**Brief:**
Extract every line of the items below that contains the word "instance", and copy each of those lines in full.

**Records for the task:**
====

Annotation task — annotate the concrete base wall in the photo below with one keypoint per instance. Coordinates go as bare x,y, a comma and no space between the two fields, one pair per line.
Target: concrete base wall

====

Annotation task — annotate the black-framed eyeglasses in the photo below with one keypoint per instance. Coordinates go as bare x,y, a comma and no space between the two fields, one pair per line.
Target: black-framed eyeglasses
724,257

====

**Reply to the exercise:**
Annotation task — annotate the concrete base wall in the photo below with one keypoint per instance. Coordinates go as bare x,y, a comma and no space between the two fields, one pair per line.
Annotation task — annotate the black-framed eyeglasses in the photo below with one keypoint per instance. Coordinates go as bare x,y, a comma and no space between the two fields, one pair per line.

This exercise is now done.